--- Given records ---
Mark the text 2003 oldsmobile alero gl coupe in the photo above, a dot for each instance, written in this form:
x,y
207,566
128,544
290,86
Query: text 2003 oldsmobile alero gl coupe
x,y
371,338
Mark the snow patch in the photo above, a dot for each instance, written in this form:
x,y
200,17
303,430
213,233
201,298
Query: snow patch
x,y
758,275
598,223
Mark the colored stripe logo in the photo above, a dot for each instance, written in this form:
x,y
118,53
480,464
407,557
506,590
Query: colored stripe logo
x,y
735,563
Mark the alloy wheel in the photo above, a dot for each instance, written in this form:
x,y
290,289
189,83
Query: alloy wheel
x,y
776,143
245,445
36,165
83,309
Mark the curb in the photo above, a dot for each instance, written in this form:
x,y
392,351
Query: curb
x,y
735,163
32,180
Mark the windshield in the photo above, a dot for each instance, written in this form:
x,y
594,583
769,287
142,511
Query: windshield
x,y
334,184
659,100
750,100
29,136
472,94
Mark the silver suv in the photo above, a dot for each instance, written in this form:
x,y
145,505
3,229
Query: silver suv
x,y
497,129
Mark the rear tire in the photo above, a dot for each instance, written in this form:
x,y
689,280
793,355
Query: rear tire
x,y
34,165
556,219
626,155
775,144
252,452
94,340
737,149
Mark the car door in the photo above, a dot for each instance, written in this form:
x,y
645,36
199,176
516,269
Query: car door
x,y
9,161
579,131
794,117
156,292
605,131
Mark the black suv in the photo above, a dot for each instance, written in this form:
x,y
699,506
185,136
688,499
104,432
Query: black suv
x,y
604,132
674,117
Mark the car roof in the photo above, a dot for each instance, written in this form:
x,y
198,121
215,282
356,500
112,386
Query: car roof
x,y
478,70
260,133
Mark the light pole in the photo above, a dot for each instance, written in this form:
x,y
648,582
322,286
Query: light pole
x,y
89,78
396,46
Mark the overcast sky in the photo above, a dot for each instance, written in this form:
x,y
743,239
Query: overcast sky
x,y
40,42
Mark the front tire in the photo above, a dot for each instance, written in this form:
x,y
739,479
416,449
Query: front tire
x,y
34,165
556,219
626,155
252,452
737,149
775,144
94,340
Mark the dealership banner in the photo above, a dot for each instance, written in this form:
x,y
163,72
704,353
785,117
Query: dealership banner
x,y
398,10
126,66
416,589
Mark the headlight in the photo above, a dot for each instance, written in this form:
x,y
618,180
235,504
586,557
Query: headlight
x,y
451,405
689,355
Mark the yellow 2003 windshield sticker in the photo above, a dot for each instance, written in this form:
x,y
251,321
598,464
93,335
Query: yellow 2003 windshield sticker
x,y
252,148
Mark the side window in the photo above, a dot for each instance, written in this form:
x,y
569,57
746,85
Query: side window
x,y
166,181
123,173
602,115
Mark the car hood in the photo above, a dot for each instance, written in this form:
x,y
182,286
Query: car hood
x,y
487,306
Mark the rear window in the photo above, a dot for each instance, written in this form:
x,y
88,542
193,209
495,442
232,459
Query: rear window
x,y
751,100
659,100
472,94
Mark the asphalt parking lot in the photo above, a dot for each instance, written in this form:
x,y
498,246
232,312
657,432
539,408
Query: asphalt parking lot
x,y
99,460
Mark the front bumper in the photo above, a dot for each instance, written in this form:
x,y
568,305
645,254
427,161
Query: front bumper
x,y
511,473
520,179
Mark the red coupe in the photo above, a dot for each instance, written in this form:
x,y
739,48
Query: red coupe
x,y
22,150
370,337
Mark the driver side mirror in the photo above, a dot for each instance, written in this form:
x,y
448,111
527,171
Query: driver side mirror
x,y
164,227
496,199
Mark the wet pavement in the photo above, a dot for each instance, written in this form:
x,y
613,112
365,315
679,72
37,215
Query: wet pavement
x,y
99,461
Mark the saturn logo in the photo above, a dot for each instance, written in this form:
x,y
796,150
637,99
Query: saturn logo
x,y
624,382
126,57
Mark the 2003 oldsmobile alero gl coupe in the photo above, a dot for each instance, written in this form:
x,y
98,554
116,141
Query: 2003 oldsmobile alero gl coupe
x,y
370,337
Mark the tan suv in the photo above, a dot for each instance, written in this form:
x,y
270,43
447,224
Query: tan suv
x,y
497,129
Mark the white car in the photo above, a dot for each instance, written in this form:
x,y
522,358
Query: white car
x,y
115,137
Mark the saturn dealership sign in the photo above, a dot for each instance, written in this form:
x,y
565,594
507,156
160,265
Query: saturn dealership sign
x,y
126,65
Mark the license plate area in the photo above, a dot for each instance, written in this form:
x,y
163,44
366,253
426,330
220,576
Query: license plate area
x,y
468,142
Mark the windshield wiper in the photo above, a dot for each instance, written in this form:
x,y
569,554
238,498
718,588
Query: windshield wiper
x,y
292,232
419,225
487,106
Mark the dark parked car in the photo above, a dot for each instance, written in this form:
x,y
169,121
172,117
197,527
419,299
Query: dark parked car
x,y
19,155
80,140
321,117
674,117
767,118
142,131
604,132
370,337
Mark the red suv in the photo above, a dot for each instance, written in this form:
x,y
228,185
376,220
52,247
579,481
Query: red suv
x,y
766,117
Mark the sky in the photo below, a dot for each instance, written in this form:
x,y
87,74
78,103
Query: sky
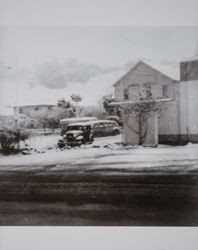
x,y
39,64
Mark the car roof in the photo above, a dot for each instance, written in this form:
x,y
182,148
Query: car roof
x,y
79,124
91,123
77,120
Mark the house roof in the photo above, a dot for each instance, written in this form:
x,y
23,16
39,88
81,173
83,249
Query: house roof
x,y
140,62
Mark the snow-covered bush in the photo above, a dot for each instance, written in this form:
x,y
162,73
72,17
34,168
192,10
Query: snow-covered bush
x,y
11,134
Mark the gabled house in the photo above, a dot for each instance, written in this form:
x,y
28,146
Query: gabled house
x,y
143,80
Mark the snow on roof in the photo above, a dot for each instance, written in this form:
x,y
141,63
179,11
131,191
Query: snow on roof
x,y
113,104
153,66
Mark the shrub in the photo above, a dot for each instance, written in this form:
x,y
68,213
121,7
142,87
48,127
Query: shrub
x,y
11,135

--- Task to carry out ---
A word-for-word copy of all the records above is required, with the pictures left out.

--- Reply to the task ---
Mark the text 2003 oldsmobile alero gl coupe in the photo above, a dot for each instance, written in this form:
x,y
207,566
128,544
290,86
Query: text 2003 oldsmobile alero gl coupe
x,y
371,338
Mark the snow patch in the photo above, a dot for each instance, written in this form:
x,y
200,17
303,430
213,233
201,298
Query: snow patch
x,y
758,275
598,223
Mark the colored stripe logo in the photo above, a dot for each instance, written in this form:
x,y
118,53
480,464
407,557
506,590
Query: colored stripe logo
x,y
735,563
Mark the alloy wheel in the photo above, a dot for each instance, written in this form:
x,y
290,289
189,83
Query: alloy wheel
x,y
776,143
245,445
36,165
83,309
Mark the curb in the photo above, a dot for each instance, written in this form:
x,y
392,351
Query: curb
x,y
735,163
32,180
Mark the windshield in the photo above, a dot for each instance, written in this form:
x,y
594,583
769,287
142,511
Query: windshield
x,y
334,184
659,100
750,100
29,136
472,94
Mark the silver suv in the photo above, a dot for each instance, written in this form:
x,y
145,505
3,229
Query: silver suv
x,y
497,129
Mark the rear tire in the photo above, a dot for each instance, written in this form:
x,y
689,280
793,355
Query: rear tire
x,y
34,165
556,219
626,155
775,144
252,452
94,340
737,149
Mark the car door in the photo above, a dot for each instance, written in this form:
x,y
645,36
199,176
516,269
Query: car door
x,y
9,161
579,131
794,117
156,292
605,131
Mark the black suv in the photo above, a dot for each instance, written in this form:
x,y
699,506
185,136
688,499
104,432
Query: black suv
x,y
604,132
674,117
Mark the car roof in the photo above, a dot for each instance, written in this form:
x,y
198,121
215,282
356,500
112,386
Query: car roof
x,y
478,70
260,133
Mark the light pole in the photo above, a dot for each instance, written in this form:
x,y
648,582
322,286
Query: light pole
x,y
89,78
396,46
Mark the overcast sky in the photo above, a dot for each instance, written in this form:
x,y
743,239
Query: overcast sky
x,y
40,42
Mark the front tire in the photo above, a dot for each instance, written in this form:
x,y
739,479
416,449
Query: front tire
x,y
34,165
556,219
626,155
252,452
737,149
775,144
94,340
Mark the dealership banner in the photo above, a dot for each instance, written in this form:
x,y
163,72
704,353
785,117
Query: dealership banner
x,y
398,10
126,66
416,589
Mark the headlight in the photo above, a dot for each instance, written in this form:
x,y
618,180
235,504
586,557
Query: headlight
x,y
451,405
689,355
Mark the yellow 2003 windshield sticker in the photo above, a dot for each instance, written in this form:
x,y
251,321
598,464
93,335
Query: yellow 2003 windshield sticker
x,y
252,148
Mark the side window in the photo above, a dot for each instance, written in this form:
x,y
569,57
746,85
Query: side window
x,y
166,181
123,173
602,115
Mark the car hood in the photo above, a dot for each instance, written in this form:
x,y
182,286
Query: car hood
x,y
487,306
Mark the rear window in the photo above, a dot for each instance, written in this form:
x,y
88,542
193,209
495,442
232,459
Query: rear window
x,y
751,100
659,100
472,94
Mark the asphalt parking lot in the photo above, a dot for each instance, written in this form:
x,y
498,246
232,312
657,432
539,408
Query: asphalt parking lot
x,y
99,460
Mark the front bumper in the photo above, a dot for each instance, written in this form:
x,y
568,305
645,254
427,161
Query: front bumper
x,y
511,473
520,179
Mark the red coupe in the photo above, a dot for each instance, written in this form:
x,y
739,48
Query: red coupe
x,y
22,150
370,337
Mark the driver side mirror in the photo above, a dot for each instance, written in this form:
x,y
448,111
527,171
Query: driver side mirror
x,y
164,227
496,199
Mark the wet pavement in the photo above, a dot for each instance, written in this form:
x,y
613,112
365,315
679,72
37,215
Query: wet pavement
x,y
99,461
Mark the saturn logo in the photo above, a dot for each instance, written in this form:
x,y
796,150
637,99
Query: saturn logo
x,y
624,382
126,57
Mark the 2003 oldsmobile alero gl coupe in the photo above, a dot for each instance, written in this form:
x,y
98,554
116,141
Query: 2003 oldsmobile alero gl coupe
x,y
370,337
Mark the tan suv in the photo above, a dot for each instance, written in this form:
x,y
270,43
447,224
Query: tan suv
x,y
497,129
Mark the white car in the photo above, a dot for each instance, written in this form:
x,y
522,358
Query: white car
x,y
115,137
Mark the saturn dealership sign in the photo above, a dot for each instance, written in this form:
x,y
565,594
507,156
160,265
Query: saturn dealership sign
x,y
126,65
Mark the license plate area in the photo above, a dot for each instance, written in this form:
x,y
163,44
366,253
426,330
220,576
Query: license plate area
x,y
468,142
Mark the windshield wiper in the photo above, a dot for each instance, written in this form:
x,y
569,554
238,498
718,588
Query: windshield wiper
x,y
292,232
419,225
487,106
Mark the dark parked car in the photo above, a dot for each instance, written in this form:
x,y
169,121
172,117
197,527
419,299
Query: dark parked car
x,y
19,155
80,140
321,117
674,117
767,118
142,131
604,132
370,337
Mark the red suv in the photo above, a dot for each instance, written in this form:
x,y
228,185
376,220
52,247
579,481
Query: red suv
x,y
766,117
Mark the sky in the photo below, a dot for each instance, written in this form:
x,y
87,74
78,103
Query: sky
x,y
39,64
Mark the car roof in the photo above, a dot for each instance, written in this form:
x,y
182,148
Query: car roof
x,y
79,124
91,123
77,120
Mark the house roof in the photo above, a dot for each instance, written in this form:
x,y
23,16
39,88
81,173
83,249
Query: house roof
x,y
140,62
Mark the snow-covered bush in the photo above, a dot for each instance, written in this form:
x,y
162,73
72,17
34,168
192,10
Query: snow-covered bush
x,y
11,134
Mark the gabled house in the photo above, a dot for each instance, written in this form:
x,y
28,146
Query: gabled house
x,y
143,80
Mark the snow on roof in the photo above, a dot for each instance, written in this form:
x,y
141,63
179,11
131,191
Query: snow on roof
x,y
113,104
153,66
Mark the shrub in the photo above, a dot for each instance, written in this form:
x,y
68,213
121,7
142,87
48,127
Query: shrub
x,y
11,135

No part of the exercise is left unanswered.